* Action item:
Write out the records in full and without alteration, setting aside their pictures.

* Supplied records:
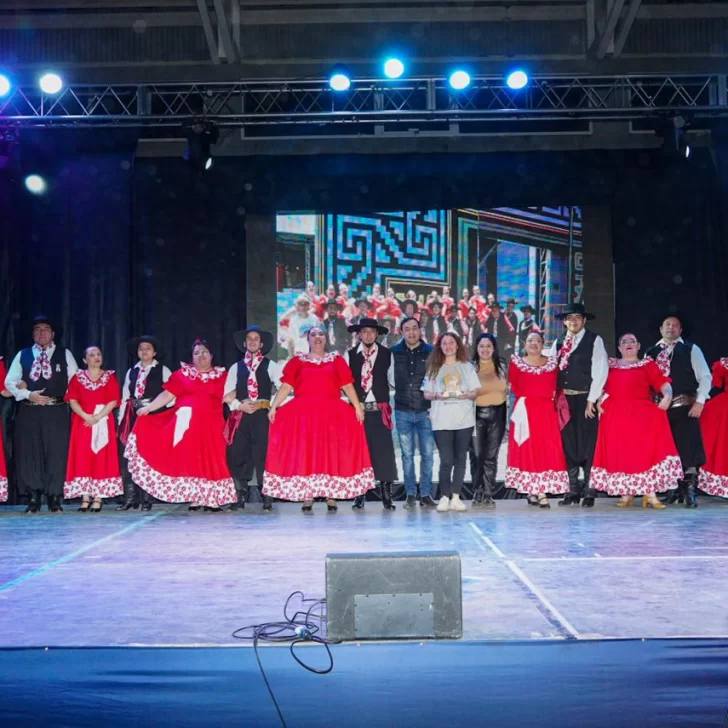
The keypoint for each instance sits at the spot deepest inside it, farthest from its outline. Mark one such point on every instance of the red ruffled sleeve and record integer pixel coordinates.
(175, 384)
(343, 373)
(290, 372)
(656, 377)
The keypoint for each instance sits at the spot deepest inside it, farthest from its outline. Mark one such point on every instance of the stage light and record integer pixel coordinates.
(50, 83)
(35, 183)
(340, 79)
(393, 68)
(517, 79)
(201, 135)
(459, 80)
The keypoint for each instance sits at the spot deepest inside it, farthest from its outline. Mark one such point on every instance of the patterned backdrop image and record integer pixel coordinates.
(467, 259)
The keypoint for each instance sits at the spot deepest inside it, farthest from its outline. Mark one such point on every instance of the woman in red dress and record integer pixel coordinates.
(92, 472)
(536, 463)
(713, 477)
(3, 464)
(178, 456)
(636, 453)
(317, 447)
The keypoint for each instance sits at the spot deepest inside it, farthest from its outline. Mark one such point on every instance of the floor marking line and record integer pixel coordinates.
(544, 600)
(78, 552)
(686, 557)
(492, 546)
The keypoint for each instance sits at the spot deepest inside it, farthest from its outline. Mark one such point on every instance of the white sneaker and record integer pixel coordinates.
(456, 504)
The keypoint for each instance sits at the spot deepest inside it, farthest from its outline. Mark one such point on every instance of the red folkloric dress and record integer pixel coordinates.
(178, 455)
(536, 462)
(316, 446)
(93, 457)
(636, 453)
(714, 425)
(3, 465)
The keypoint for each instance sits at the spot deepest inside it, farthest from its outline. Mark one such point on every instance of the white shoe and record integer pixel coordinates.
(456, 504)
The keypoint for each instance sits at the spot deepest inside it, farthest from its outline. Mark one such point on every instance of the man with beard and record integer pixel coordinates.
(691, 379)
(369, 363)
(583, 370)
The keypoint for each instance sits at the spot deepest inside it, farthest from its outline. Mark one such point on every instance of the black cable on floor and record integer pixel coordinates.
(301, 627)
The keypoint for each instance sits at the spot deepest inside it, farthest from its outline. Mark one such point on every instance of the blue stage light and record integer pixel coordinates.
(35, 184)
(459, 80)
(50, 83)
(393, 68)
(517, 79)
(340, 80)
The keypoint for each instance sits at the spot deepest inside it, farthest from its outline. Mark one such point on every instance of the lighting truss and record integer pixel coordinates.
(420, 101)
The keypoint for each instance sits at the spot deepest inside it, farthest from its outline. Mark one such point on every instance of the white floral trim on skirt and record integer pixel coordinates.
(106, 488)
(713, 484)
(177, 489)
(659, 478)
(317, 485)
(549, 481)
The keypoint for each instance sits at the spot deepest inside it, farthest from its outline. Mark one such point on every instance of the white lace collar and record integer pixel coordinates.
(615, 363)
(193, 373)
(524, 366)
(87, 383)
(315, 360)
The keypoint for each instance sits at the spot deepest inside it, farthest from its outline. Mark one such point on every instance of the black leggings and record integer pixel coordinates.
(490, 425)
(452, 446)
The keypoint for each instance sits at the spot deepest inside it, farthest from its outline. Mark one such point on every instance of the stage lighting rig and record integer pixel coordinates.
(201, 135)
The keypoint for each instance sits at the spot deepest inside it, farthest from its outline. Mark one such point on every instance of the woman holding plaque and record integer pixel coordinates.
(451, 384)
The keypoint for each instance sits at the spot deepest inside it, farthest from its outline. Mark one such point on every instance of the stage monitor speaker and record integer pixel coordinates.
(385, 596)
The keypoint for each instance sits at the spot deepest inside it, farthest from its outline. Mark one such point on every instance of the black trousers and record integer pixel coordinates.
(579, 439)
(41, 448)
(452, 446)
(249, 449)
(490, 425)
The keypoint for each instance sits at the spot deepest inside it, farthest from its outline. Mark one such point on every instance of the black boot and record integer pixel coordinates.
(129, 498)
(387, 496)
(574, 495)
(35, 502)
(691, 490)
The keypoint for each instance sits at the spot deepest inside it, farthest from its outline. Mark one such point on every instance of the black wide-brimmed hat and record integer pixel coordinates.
(132, 346)
(265, 336)
(43, 319)
(367, 323)
(576, 308)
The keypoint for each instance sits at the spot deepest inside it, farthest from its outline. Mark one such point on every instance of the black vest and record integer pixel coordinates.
(152, 387)
(683, 377)
(265, 386)
(577, 375)
(380, 385)
(57, 385)
(410, 366)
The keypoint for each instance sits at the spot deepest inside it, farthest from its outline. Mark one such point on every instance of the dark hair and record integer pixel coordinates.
(407, 319)
(437, 358)
(200, 342)
(497, 361)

* The answer:
The keypoint for each instance sits at the spot deepest inside it, farthest from its outline. Mark one such point on every instance of the red ruffled sleeve and record integer pixel coordinates.
(175, 384)
(343, 373)
(290, 372)
(656, 377)
The keypoint for each instance sits at the spot deepest inside it, farthest from its outline. Mark one such point on every instance of the stage light and record integer pixel coordinates.
(50, 83)
(35, 183)
(340, 79)
(393, 68)
(517, 79)
(201, 135)
(459, 80)
The keypoint for each instance sits at the spot deepest inside it, farthest from its outline. Mark one such point on every instance of the patterned backdrop image and record integer pixel coordinates.
(467, 259)
The keypoint for each instance sits at the spot deepest inside it, farthest from its outline. Mark one such point on every instance of the woman in red dress and record integer pixel coordinates.
(92, 472)
(536, 463)
(713, 477)
(3, 464)
(178, 456)
(636, 453)
(317, 447)
The keypoint for each instance sits at the spot deepest inside it, farthest from its outline. Mark one such point on every instance of the floor marking line and record integer pixel coordinates.
(544, 600)
(78, 552)
(686, 557)
(492, 546)
The keypoint for each instance sits at the spot deepest inside it, farthest from its outline. Mark one such point on every instance of the white sneaker and record integer pixel coordinates.
(456, 504)
The keypoint for each instance sits at the spot deepest inside it, farthest from its outline. Mark one such point on every instance of the red folkloric dress and record integer pixel coordinates.
(178, 455)
(536, 462)
(316, 446)
(93, 457)
(636, 453)
(714, 425)
(3, 465)
The keypoint for each instance sits at the spot deepest inside it, farthest from its outline. Mark one such point on every instance of the white shoe and record integer pixel coordinates.
(456, 504)
The keypoint for each instance sits at the spot deepest inside it, farthest from its outline. Mark one such point on every instance of the man with beard and record integer pixel coordinates.
(691, 379)
(369, 363)
(583, 370)
The keypoint for each instance sits at the spot deepest inside it, farthest from its outline. Mark one such point on every instance of the black cable on floor and record integer pixel coordinates.
(301, 627)
The keypoint for each instance sits at the spot deepest inside it, farthest from its outline. Mark one such point on every instance of the blue stage light and record integer pixel coordinates.
(35, 184)
(459, 80)
(50, 83)
(393, 68)
(517, 79)
(340, 80)
The keypoint for each instance sits at the spot deepest inside it, farthest from its outline. Mark one such point on every instance of the lighting truss and record integer pixel coordinates.
(420, 101)
The keypoint for each instance sits at the spot deepest inside it, farthest from its outline. Mark one such point on every instance of the white floral trim on skirt and record integer pixel coordinates.
(106, 488)
(713, 484)
(177, 489)
(659, 478)
(317, 485)
(549, 481)
The keypoint for each instance sits at the spot deepest inside it, farthest from its outline. Mark one such point on every instance of the white lace collar and record integer pixel coordinates.
(615, 363)
(193, 373)
(524, 366)
(87, 383)
(315, 360)
The keypoint for each instance sits at the spot deepest inside it, farthest from its outline. Mark one such point on every instance of the black leggings and record integer pixel coordinates.
(490, 425)
(452, 446)
The keypoint for each instance sits at the spot deepest inside it, farthest from its outline. Mark one such point on every instance of the stage lighting rig and record integer pixel coordinates.
(201, 135)
The keypoint for each instance sits at the spot deepest inside it, farthest from its outline. Mark one such point on every instance of the woman holding plaque and record integer pixel coordinates.
(451, 384)
The keypoint for each instance sits at the spot deepest inside it, farthest from its outline. Mark one such point on every instance of the stage monitor speaker and record integer pixel coordinates.
(385, 596)
The keypoint for each instance sits at the spot deepest inside it, farthest from its outline. Mark one such point on every instance of the black trousers and record integer pixel coordinates.
(579, 439)
(41, 448)
(452, 446)
(249, 449)
(490, 425)
The keypoint for each instance sits at the spot deepest inside it, farthest from its outline. Mark one such point on every instance of the black boot and record integer pixel coordinates.
(129, 498)
(387, 496)
(574, 495)
(35, 502)
(691, 490)
The keypoint for each instance sits at the spot deepest inside it, farthest from its outline. Mark one such point on every instance of the black wide-brimmed hat and record integer pixel coordinates.
(132, 346)
(265, 336)
(43, 319)
(367, 323)
(576, 308)
The keypoint for each instance sits at the spot deepest inside it, farthest from its outline. Mark one such point on every instance of the black vest and record integer pixel coordinates.
(152, 387)
(683, 377)
(265, 386)
(577, 375)
(380, 385)
(57, 385)
(410, 366)
The keypoint for each instance sits at the spot deepest inside it, farthest from its outline. Mark one such point on every instance of the dark hair and record integer pixel coordinates.
(407, 319)
(437, 358)
(200, 342)
(497, 361)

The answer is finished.